▽

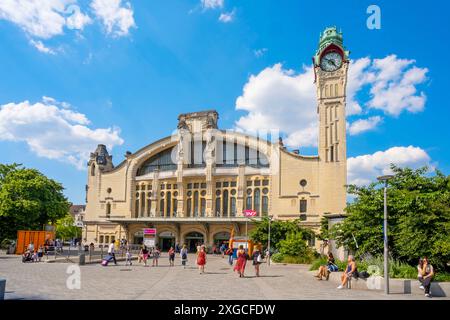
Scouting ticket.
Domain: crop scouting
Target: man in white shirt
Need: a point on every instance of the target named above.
(111, 252)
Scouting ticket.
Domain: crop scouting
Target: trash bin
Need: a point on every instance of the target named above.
(2, 288)
(82, 259)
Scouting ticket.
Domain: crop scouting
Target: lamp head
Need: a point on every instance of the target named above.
(385, 178)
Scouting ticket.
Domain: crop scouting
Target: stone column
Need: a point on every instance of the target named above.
(146, 202)
(155, 190)
(241, 183)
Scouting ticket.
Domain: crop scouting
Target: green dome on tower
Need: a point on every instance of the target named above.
(330, 36)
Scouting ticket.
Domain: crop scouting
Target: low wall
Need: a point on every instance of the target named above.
(404, 286)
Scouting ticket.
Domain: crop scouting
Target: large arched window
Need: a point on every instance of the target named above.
(232, 154)
(225, 203)
(108, 210)
(169, 204)
(233, 206)
(161, 161)
(196, 204)
(189, 207)
(257, 200)
(217, 206)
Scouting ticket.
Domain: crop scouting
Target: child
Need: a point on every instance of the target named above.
(128, 258)
(35, 256)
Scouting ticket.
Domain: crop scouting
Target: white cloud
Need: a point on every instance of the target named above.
(77, 20)
(41, 47)
(54, 131)
(281, 99)
(392, 84)
(211, 4)
(278, 98)
(260, 52)
(116, 18)
(362, 125)
(44, 18)
(362, 170)
(227, 16)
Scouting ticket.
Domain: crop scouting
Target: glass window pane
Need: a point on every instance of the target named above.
(303, 206)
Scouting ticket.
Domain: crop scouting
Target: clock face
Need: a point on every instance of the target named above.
(331, 61)
(101, 160)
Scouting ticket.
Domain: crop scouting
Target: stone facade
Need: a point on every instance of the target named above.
(194, 185)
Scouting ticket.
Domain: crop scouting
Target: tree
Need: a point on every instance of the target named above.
(418, 217)
(28, 200)
(65, 228)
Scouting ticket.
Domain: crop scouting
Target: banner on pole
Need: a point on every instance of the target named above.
(149, 237)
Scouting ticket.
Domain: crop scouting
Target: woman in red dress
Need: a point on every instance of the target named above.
(241, 261)
(201, 259)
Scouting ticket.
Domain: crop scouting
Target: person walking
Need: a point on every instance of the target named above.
(229, 253)
(156, 255)
(325, 270)
(201, 259)
(40, 253)
(257, 259)
(144, 254)
(111, 251)
(128, 257)
(427, 276)
(183, 256)
(241, 261)
(171, 257)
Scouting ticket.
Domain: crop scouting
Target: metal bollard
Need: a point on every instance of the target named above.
(2, 288)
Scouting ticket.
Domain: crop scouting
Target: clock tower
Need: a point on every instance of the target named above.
(331, 63)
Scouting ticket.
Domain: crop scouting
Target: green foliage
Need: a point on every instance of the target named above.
(418, 218)
(65, 228)
(28, 200)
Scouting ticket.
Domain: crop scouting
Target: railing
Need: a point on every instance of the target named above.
(70, 253)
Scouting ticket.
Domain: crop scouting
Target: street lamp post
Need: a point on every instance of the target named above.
(386, 250)
(268, 242)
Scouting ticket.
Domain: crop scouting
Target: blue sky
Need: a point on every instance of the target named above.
(120, 72)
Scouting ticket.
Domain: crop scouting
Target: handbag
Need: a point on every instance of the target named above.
(259, 258)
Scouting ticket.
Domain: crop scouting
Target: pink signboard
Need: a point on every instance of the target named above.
(150, 231)
(250, 213)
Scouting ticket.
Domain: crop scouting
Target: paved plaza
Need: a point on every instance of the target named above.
(48, 281)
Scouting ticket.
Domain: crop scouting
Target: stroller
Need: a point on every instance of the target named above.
(107, 260)
(27, 256)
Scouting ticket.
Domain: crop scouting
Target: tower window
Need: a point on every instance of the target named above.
(303, 206)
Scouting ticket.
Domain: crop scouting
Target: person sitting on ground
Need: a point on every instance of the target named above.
(325, 270)
(427, 275)
(349, 272)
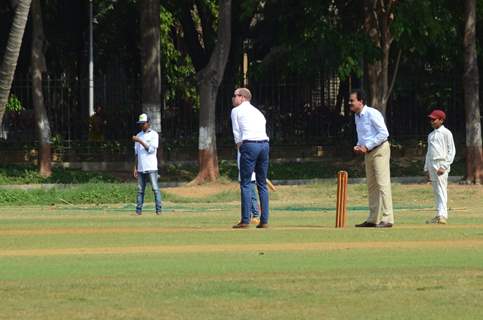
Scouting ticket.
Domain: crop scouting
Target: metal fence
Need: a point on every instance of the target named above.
(298, 111)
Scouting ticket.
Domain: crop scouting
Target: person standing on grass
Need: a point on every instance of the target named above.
(439, 157)
(249, 131)
(372, 142)
(254, 210)
(146, 163)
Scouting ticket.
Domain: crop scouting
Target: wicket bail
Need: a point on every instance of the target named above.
(340, 211)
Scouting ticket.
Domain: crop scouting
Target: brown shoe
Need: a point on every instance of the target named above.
(241, 225)
(366, 224)
(383, 224)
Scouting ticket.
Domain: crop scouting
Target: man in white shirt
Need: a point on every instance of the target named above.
(372, 142)
(249, 131)
(440, 156)
(146, 163)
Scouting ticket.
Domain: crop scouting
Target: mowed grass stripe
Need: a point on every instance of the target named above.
(138, 230)
(319, 246)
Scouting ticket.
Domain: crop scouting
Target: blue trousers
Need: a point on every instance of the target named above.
(254, 209)
(143, 178)
(254, 156)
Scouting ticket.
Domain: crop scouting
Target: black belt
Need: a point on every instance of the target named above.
(254, 141)
(377, 146)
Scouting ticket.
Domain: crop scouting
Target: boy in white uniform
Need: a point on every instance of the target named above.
(440, 156)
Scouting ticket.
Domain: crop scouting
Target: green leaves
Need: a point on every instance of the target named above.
(14, 104)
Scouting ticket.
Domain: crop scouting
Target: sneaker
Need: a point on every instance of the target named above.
(437, 220)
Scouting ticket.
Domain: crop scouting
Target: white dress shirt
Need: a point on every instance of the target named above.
(147, 160)
(441, 149)
(371, 128)
(248, 123)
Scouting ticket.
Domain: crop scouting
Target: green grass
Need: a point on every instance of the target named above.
(325, 168)
(164, 267)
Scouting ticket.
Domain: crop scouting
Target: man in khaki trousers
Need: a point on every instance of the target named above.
(372, 142)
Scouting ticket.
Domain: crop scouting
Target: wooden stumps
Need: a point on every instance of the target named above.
(341, 210)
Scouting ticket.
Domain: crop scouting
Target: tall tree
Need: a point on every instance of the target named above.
(209, 56)
(378, 17)
(7, 69)
(150, 59)
(39, 66)
(471, 96)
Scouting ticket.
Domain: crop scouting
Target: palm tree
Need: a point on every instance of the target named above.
(150, 57)
(471, 97)
(38, 65)
(7, 69)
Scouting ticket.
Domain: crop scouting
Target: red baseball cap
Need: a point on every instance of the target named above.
(437, 114)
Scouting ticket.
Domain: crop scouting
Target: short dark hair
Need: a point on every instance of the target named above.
(360, 94)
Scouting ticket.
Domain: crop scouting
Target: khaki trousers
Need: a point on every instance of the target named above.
(378, 176)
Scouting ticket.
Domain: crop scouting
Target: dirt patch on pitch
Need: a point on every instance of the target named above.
(256, 248)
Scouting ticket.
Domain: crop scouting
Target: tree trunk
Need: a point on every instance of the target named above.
(38, 67)
(209, 80)
(471, 97)
(150, 57)
(378, 16)
(7, 69)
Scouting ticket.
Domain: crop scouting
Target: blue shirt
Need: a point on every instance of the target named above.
(371, 128)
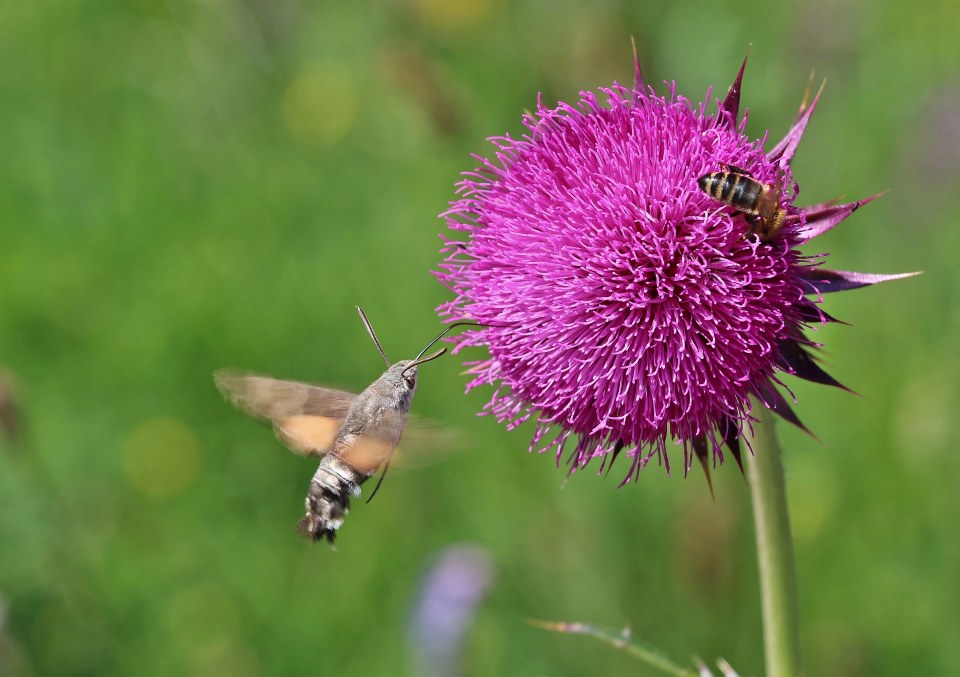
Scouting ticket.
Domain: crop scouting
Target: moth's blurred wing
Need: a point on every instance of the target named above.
(305, 417)
(426, 442)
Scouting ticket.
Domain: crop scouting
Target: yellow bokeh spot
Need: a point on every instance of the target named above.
(454, 15)
(161, 457)
(320, 105)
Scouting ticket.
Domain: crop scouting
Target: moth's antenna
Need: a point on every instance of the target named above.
(373, 335)
(420, 361)
(440, 336)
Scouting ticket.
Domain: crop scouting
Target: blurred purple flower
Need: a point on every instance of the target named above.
(452, 589)
(624, 305)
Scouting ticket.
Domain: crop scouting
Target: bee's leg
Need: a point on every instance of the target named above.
(386, 466)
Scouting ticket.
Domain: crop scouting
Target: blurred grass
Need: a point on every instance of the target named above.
(192, 185)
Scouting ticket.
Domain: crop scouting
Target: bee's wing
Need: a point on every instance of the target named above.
(305, 417)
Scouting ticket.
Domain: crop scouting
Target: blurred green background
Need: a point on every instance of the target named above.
(190, 185)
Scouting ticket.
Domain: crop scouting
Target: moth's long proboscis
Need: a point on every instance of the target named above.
(373, 334)
(440, 336)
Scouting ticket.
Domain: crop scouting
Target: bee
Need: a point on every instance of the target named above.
(759, 202)
(354, 435)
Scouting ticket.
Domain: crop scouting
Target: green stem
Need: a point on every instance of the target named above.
(778, 586)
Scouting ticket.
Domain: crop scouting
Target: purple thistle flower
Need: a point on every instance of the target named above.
(623, 304)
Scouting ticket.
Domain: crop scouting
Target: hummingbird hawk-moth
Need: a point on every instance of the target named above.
(354, 435)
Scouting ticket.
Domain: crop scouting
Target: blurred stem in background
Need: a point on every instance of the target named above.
(778, 583)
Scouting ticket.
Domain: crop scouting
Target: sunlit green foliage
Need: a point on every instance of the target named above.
(190, 185)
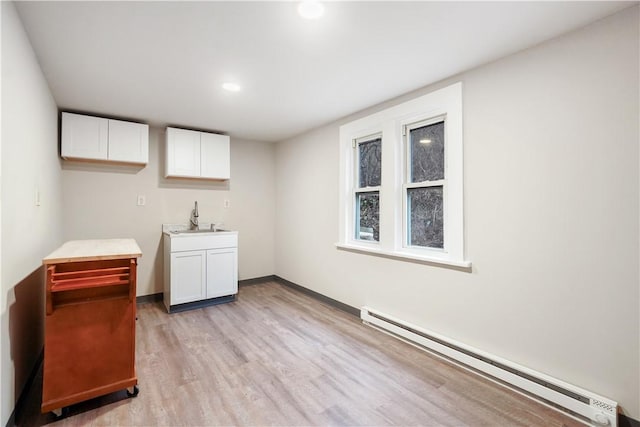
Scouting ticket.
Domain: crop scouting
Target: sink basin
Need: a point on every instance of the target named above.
(217, 230)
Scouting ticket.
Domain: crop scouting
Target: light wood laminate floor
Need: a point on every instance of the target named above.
(279, 357)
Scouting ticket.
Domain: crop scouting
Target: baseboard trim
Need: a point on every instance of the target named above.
(17, 409)
(257, 280)
(322, 298)
(624, 421)
(149, 298)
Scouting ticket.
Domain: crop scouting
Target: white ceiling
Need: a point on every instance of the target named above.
(164, 62)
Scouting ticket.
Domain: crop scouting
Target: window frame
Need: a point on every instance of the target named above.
(445, 102)
(356, 189)
(407, 184)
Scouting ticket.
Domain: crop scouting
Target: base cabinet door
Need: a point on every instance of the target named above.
(188, 270)
(222, 267)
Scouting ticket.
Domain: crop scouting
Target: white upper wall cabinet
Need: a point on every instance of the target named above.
(96, 138)
(128, 142)
(84, 137)
(193, 154)
(183, 153)
(214, 156)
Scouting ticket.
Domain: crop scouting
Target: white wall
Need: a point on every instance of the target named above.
(551, 216)
(29, 163)
(100, 203)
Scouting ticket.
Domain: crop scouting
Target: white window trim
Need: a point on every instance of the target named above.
(390, 123)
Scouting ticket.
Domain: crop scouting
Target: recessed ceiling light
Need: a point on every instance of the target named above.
(231, 87)
(310, 9)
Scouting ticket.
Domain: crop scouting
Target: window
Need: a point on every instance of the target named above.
(401, 181)
(424, 184)
(367, 191)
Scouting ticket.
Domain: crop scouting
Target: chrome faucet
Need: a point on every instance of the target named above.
(194, 217)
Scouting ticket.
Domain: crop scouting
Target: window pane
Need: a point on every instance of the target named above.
(370, 162)
(368, 216)
(427, 153)
(424, 207)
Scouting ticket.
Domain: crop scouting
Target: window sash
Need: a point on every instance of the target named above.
(357, 190)
(407, 184)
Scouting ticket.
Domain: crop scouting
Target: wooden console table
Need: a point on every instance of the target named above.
(90, 322)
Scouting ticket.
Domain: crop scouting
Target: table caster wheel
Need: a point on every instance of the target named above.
(133, 391)
(60, 412)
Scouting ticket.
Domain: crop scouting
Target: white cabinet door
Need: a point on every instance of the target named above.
(84, 137)
(222, 272)
(188, 281)
(214, 156)
(128, 142)
(183, 153)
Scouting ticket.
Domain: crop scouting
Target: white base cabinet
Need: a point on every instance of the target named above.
(199, 268)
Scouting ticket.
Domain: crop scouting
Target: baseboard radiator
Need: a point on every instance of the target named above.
(581, 404)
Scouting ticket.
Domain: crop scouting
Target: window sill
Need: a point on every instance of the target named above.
(404, 256)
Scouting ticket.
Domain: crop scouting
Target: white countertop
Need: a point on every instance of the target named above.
(174, 230)
(94, 250)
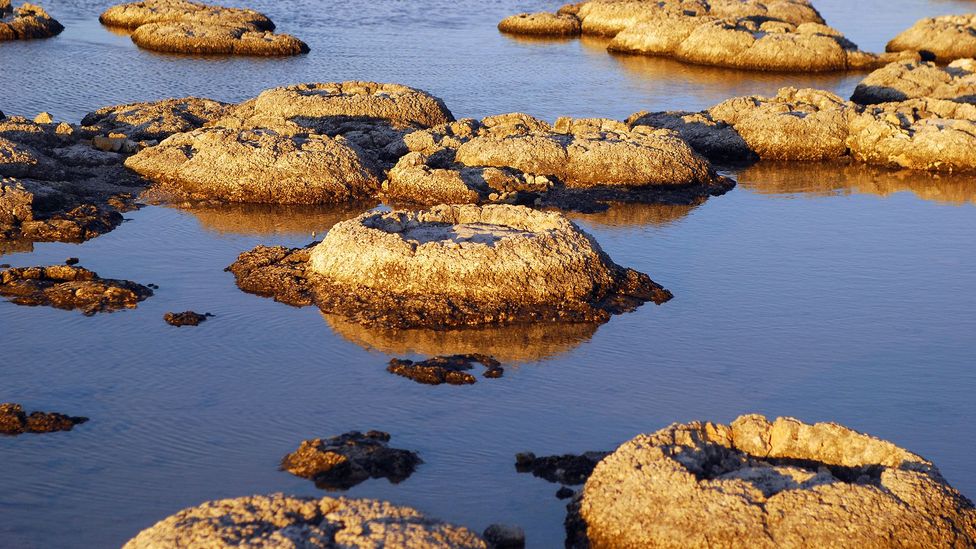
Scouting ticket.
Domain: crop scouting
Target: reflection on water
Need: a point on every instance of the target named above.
(824, 179)
(272, 219)
(508, 344)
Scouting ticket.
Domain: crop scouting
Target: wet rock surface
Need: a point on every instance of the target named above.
(757, 483)
(916, 79)
(14, 421)
(943, 38)
(186, 318)
(341, 462)
(452, 266)
(27, 22)
(452, 369)
(69, 287)
(283, 521)
(565, 469)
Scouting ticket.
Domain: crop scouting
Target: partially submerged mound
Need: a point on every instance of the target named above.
(284, 521)
(155, 120)
(917, 79)
(762, 484)
(919, 134)
(69, 287)
(14, 421)
(258, 166)
(541, 24)
(27, 22)
(203, 39)
(452, 266)
(136, 14)
(943, 38)
(341, 462)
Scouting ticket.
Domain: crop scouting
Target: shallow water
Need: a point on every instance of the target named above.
(822, 292)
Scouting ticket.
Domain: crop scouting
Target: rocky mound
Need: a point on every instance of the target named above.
(919, 134)
(451, 266)
(136, 14)
(769, 484)
(915, 79)
(69, 287)
(27, 22)
(944, 38)
(156, 120)
(204, 39)
(14, 421)
(517, 159)
(341, 462)
(452, 369)
(541, 24)
(259, 166)
(284, 521)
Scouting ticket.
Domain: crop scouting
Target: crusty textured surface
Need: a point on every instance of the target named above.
(279, 521)
(757, 483)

△

» **Aim of the exercise**: Report how many lines in the listing above contain the string "wooden". Case counts, and the reply should be only the number.

» **The answer**: 2